REQUIREMENT: Please pick out every line in the records below that contains the word "monkey" and copy each of those lines unchanged.

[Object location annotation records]

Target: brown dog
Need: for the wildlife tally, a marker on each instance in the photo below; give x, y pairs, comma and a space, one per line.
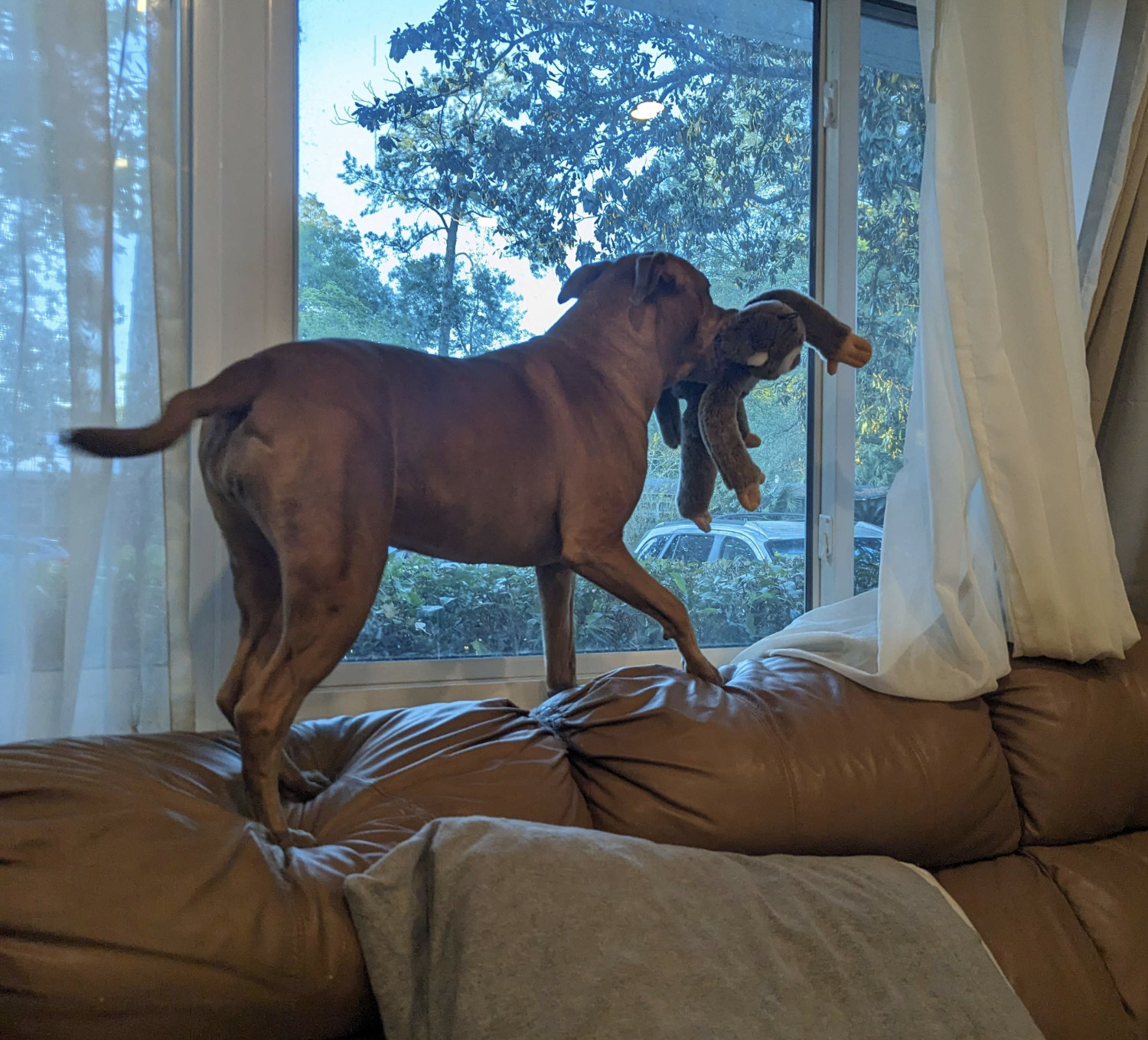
317, 457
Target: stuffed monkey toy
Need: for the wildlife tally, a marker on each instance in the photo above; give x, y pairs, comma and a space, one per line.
762, 341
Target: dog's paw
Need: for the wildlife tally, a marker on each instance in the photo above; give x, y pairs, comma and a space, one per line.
854, 351
293, 838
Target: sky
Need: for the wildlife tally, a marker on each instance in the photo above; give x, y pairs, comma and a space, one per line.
344, 47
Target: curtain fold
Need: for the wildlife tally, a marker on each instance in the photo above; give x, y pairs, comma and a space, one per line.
89, 255
996, 530
1113, 259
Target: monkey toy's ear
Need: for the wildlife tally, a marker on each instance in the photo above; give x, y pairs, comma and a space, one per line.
833, 340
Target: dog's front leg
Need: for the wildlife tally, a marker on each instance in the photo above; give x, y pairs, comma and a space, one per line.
615, 571
556, 590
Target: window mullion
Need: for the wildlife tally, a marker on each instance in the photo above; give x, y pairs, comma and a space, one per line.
831, 550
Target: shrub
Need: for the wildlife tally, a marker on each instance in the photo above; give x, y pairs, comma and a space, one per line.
434, 608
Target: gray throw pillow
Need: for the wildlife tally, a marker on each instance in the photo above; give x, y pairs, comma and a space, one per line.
494, 929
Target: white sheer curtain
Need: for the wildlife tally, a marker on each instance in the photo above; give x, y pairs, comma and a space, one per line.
92, 553
996, 532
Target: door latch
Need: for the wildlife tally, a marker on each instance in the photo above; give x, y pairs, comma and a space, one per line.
824, 536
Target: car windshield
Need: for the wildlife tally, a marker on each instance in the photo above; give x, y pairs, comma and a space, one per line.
691, 548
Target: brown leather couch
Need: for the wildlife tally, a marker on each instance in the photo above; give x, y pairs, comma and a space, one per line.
137, 901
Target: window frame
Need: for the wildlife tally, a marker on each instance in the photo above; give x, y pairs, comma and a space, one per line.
241, 257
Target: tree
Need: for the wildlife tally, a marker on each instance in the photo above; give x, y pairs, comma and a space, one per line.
341, 293
891, 151
523, 130
521, 126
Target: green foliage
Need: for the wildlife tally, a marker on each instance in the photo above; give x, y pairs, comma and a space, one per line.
519, 130
484, 309
891, 151
341, 293
523, 124
434, 608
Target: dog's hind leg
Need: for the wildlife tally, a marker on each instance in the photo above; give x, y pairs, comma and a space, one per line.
556, 590
615, 571
332, 549
255, 579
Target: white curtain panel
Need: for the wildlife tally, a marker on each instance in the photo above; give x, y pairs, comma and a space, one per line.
996, 530
90, 326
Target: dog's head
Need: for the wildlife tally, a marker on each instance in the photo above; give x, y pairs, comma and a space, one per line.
666, 296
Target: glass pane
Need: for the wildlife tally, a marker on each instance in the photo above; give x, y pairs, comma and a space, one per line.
458, 160
891, 152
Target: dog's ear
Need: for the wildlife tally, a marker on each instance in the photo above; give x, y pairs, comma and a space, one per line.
652, 273
576, 284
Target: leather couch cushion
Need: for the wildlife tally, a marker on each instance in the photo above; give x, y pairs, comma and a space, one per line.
1040, 946
1106, 883
137, 901
1076, 738
788, 758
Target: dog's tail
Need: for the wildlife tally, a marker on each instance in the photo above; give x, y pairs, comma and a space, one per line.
233, 388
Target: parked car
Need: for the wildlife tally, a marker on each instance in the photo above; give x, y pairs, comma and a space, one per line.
32, 549
736, 536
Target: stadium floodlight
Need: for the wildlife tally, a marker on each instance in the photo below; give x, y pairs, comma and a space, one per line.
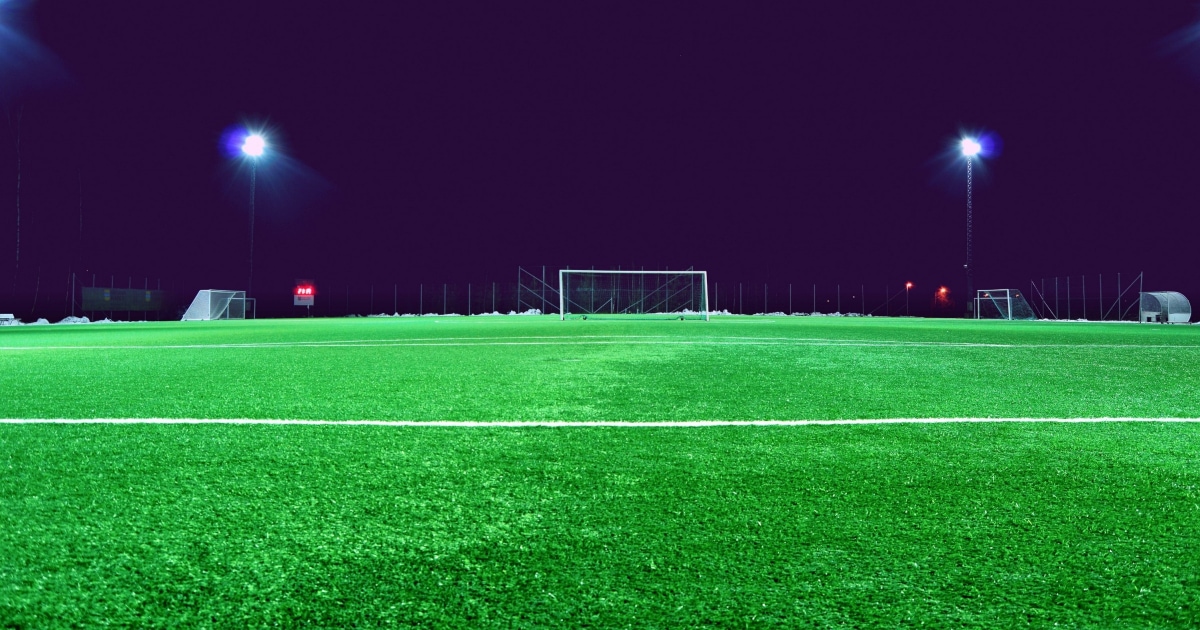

ANSWER BELOW:
Target: stuffed monkey toy
Target: monkey toy's ear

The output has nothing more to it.